━━━━━ Data

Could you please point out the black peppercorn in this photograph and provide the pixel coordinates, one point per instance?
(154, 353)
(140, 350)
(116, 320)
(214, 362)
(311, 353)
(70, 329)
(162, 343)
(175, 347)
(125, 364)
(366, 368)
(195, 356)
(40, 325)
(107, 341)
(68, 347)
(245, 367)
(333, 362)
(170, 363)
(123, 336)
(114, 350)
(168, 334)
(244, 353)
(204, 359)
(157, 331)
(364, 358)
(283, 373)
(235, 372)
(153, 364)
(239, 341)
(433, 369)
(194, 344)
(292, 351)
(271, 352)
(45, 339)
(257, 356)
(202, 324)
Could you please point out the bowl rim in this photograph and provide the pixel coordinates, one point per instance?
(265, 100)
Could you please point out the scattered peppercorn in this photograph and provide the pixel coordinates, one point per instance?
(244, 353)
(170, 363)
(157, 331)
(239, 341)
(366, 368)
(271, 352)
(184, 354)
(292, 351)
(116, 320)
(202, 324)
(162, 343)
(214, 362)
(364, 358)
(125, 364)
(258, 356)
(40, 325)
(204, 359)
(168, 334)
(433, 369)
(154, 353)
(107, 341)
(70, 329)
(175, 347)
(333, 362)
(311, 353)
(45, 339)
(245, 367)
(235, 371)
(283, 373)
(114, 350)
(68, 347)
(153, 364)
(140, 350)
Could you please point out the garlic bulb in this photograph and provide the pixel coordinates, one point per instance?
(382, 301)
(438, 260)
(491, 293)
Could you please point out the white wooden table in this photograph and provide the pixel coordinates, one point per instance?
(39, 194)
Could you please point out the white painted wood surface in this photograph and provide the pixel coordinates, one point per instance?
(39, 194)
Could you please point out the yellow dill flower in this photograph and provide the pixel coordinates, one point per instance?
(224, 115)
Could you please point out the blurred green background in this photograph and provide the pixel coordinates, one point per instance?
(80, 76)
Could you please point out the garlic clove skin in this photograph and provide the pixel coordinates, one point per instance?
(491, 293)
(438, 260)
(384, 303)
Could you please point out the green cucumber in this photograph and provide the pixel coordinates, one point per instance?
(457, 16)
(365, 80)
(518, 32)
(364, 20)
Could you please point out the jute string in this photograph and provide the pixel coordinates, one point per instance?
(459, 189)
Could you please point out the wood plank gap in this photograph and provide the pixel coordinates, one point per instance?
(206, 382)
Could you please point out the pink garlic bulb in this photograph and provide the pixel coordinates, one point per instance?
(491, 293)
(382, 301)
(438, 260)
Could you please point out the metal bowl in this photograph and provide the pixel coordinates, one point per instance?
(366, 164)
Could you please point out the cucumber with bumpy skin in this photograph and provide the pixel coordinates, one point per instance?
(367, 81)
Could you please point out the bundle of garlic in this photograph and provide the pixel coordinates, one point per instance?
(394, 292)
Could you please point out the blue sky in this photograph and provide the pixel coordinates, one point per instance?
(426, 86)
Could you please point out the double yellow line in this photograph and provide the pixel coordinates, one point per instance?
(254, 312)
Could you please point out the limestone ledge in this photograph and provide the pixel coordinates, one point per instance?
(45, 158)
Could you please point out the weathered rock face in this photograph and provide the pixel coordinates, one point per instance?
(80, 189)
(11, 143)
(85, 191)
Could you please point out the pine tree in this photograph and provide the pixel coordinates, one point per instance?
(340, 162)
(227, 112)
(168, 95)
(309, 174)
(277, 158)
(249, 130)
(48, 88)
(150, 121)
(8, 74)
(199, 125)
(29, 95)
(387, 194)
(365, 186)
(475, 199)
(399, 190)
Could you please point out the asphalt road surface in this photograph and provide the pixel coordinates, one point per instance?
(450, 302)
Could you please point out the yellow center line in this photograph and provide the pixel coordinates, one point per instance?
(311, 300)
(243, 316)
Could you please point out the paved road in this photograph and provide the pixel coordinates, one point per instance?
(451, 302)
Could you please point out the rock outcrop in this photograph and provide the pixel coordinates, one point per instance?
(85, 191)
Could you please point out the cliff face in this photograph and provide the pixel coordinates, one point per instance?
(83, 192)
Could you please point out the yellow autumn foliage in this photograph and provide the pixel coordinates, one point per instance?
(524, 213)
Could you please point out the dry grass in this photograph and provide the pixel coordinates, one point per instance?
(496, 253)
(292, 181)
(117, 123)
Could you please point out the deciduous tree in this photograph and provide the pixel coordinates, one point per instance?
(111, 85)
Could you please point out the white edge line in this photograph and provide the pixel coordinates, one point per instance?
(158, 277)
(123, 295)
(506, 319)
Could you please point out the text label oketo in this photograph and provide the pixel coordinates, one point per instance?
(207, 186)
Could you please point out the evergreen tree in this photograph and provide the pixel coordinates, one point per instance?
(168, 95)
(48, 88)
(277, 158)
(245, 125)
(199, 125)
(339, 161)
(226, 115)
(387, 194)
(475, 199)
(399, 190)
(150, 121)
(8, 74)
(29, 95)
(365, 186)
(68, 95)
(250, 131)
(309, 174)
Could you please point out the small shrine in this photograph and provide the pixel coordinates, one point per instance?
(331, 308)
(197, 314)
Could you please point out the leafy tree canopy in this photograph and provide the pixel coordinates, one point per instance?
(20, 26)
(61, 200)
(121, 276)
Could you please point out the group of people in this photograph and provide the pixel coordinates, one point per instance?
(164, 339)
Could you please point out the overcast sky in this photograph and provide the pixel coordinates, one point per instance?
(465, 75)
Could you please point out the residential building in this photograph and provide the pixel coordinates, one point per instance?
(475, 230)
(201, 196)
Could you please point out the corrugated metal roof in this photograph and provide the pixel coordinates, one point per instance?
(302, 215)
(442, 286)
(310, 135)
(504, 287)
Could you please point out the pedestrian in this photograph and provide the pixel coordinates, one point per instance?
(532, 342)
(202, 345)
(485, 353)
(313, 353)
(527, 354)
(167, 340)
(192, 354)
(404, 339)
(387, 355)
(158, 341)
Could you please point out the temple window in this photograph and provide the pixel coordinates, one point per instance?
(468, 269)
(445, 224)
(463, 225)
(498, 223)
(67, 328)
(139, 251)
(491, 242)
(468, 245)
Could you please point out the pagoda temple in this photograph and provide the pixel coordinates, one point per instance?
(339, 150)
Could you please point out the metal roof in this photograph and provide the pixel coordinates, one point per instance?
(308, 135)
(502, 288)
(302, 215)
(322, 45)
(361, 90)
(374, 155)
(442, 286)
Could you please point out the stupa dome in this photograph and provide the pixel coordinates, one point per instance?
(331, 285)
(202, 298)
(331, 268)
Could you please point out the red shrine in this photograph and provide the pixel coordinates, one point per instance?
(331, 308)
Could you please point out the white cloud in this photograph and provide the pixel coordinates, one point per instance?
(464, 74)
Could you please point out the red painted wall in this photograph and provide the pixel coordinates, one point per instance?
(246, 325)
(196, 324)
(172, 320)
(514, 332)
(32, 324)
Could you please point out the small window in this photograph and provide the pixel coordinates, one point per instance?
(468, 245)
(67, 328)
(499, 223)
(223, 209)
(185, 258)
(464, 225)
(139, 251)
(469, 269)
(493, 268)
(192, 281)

━━━━━━━━━━

- Task details -
Each line from the one that holds "Could you please point out the stupa" to the end of the records above should be transcribed exactly, both ends included.

- Answer space -
Could you please point out the stupa dome in this photograph and provide the pixel coordinates, one point per instance?
(331, 285)
(202, 298)
(331, 268)
Could you please point out the red shrine in this photograph and provide the pixel coordinates, one point per instance?
(331, 308)
Could you please point out the white cloud in this photograph and provide the pixel coordinates, one point per instance?
(464, 74)
Could you please point out the red painted wall in this photograph and provide the pixel coordinates, one point per instance?
(246, 325)
(196, 324)
(172, 320)
(514, 332)
(32, 324)
Could you please point out the small window in this photograph and provide the pixel coordinates, one point per instance?
(468, 245)
(67, 328)
(499, 223)
(223, 209)
(185, 258)
(464, 225)
(139, 251)
(469, 269)
(493, 268)
(192, 281)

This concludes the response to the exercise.